Unfortunately, it is equally unsurprising that the resulting proposal
of the IQ-challenged Republicans represents merely modifying the
color and style and increasing the fabric cost of
the Emperor's New Clothes.
Having fully accepted the general theory that keeping Hispanic immigrant
children in Spanish-only classes for years is the best and most
effective means of teaching them English, the Republican-controlled
Senate decided that the obvious failure of these existing programs
was caused by lack of funding. Therefore, the Senate voted 2-to-1
to quadruple federal funding for bilingual education.
Since the limiting factor in the growth of bilingual programs throughout
America has usually been the shortage of bilingual (i.e. Spanish-language)
teachers, many of these additional federal billions will likely
be spent on training and recruiting additional teachers, perhaps
from Spain and Mexico. The obvious result will be more Spanish-language
teachers, more Spanish-language classes, and fewer immigrant students
being taught English.
On the House side, fiery ultra-right-winger Tom Tancredo has courageously
championed an amendment encouraging school districts to keep Hispanic
children in Spanish-only classes for no longer than three or four
years, with a loss of up to 20% of bilingual funds being threatened
should schools fail to comply. Considering these Senate and House
provisions together means that schools that keep Hispanic students
in Spanish-only classes for four years or less will receive a 300%
boost in funding, while those that keep Hispanic students in Spanish-only
classes for (say) eight or ten years will receive merely a 220%
increase in cash. Such a harsh blow will clearly break the will
of the stubborn bilingual lobby.

Position annotation records:

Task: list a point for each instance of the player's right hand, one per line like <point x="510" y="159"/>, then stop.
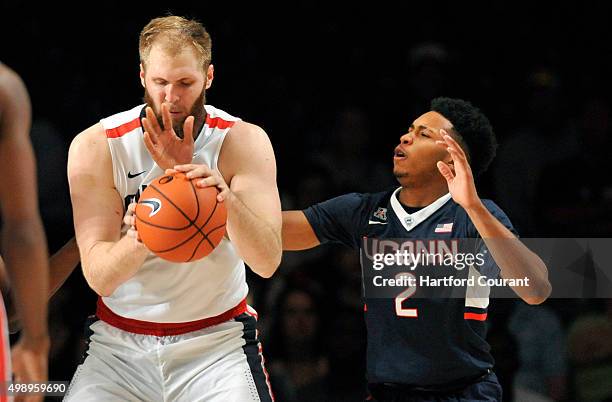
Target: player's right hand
<point x="30" y="364"/>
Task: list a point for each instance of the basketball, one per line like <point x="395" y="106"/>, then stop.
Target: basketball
<point x="178" y="221"/>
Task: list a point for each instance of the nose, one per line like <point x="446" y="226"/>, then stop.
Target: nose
<point x="406" y="139"/>
<point x="171" y="93"/>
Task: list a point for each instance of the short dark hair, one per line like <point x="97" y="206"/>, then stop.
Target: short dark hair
<point x="475" y="130"/>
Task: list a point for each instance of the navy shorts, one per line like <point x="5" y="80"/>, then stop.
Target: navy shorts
<point x="486" y="389"/>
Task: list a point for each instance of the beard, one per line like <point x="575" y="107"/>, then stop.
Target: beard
<point x="197" y="111"/>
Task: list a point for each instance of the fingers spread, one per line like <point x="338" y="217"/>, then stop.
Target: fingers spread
<point x="152" y="120"/>
<point x="188" y="129"/>
<point x="166" y="117"/>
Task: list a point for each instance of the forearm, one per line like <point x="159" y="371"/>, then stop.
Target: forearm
<point x="61" y="265"/>
<point x="297" y="234"/>
<point x="25" y="253"/>
<point x="514" y="259"/>
<point x="258" y="241"/>
<point x="106" y="265"/>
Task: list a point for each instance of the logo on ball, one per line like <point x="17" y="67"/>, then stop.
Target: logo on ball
<point x="153" y="203"/>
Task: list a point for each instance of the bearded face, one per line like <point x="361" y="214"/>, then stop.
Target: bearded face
<point x="178" y="117"/>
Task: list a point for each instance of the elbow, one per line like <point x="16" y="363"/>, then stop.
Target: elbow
<point x="267" y="268"/>
<point x="539" y="294"/>
<point x="101" y="289"/>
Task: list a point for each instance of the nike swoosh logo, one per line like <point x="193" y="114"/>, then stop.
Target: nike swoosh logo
<point x="153" y="203"/>
<point x="131" y="176"/>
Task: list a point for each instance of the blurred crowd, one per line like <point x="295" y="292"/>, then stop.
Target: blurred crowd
<point x="334" y="88"/>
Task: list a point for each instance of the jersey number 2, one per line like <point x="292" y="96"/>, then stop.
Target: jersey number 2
<point x="400" y="310"/>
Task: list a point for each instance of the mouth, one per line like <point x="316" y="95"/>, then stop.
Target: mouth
<point x="398" y="154"/>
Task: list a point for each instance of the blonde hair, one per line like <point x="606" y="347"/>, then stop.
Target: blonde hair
<point x="174" y="34"/>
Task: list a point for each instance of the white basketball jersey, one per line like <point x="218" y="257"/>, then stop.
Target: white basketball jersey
<point x="162" y="291"/>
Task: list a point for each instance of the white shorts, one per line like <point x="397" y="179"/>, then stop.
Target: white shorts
<point x="219" y="363"/>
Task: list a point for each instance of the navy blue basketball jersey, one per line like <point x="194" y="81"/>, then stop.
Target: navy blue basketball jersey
<point x="428" y="341"/>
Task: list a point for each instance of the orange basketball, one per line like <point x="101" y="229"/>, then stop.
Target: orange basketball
<point x="178" y="221"/>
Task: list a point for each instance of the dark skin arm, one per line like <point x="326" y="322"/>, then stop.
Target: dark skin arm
<point x="61" y="265"/>
<point x="24" y="247"/>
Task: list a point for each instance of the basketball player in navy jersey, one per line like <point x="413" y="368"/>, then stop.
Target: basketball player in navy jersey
<point x="429" y="349"/>
<point x="24" y="248"/>
<point x="173" y="331"/>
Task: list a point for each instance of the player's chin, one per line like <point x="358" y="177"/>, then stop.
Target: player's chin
<point x="399" y="173"/>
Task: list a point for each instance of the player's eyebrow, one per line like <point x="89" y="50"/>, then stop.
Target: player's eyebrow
<point x="421" y="127"/>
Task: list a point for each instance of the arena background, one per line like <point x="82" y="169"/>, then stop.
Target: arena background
<point x="334" y="85"/>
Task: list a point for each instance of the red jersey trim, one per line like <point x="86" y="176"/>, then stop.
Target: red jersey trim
<point x="123" y="129"/>
<point x="475" y="316"/>
<point x="164" y="329"/>
<point x="218" y="122"/>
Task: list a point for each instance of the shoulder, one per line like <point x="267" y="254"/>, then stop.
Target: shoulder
<point x="246" y="131"/>
<point x="89" y="137"/>
<point x="88" y="147"/>
<point x="244" y="143"/>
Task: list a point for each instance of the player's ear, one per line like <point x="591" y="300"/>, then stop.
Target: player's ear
<point x="210" y="75"/>
<point x="449" y="161"/>
<point x="142" y="75"/>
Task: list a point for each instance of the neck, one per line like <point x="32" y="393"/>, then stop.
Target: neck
<point x="421" y="196"/>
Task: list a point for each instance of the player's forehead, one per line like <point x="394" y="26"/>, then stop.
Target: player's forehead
<point x="433" y="120"/>
<point x="173" y="63"/>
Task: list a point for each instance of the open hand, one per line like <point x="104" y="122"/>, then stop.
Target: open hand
<point x="166" y="148"/>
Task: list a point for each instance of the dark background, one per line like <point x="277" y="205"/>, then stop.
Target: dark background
<point x="334" y="86"/>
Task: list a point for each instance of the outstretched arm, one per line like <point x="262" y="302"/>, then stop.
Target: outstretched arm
<point x="513" y="258"/>
<point x="107" y="258"/>
<point x="247" y="163"/>
<point x="297" y="233"/>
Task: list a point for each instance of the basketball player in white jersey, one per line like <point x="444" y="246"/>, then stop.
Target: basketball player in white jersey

LIST OF TASKS:
1 - According to the text on bilingual education funding, why will many of the additional federal billions likely be spent on training and recruiting teachers?
2 - Count the lines of the listing that contain the string "elbow", treating case as significant, and give only the number.

ANSWERS BY TASK:
1 - The shortage of bilingual (Spanish-language) teachers has usually been the limiting factor in the growth of bilingual programs throughout America. So much of the new money will likely go toward training and recruiting more of those teachers, perhaps from Spain and Mexico.

2 - 2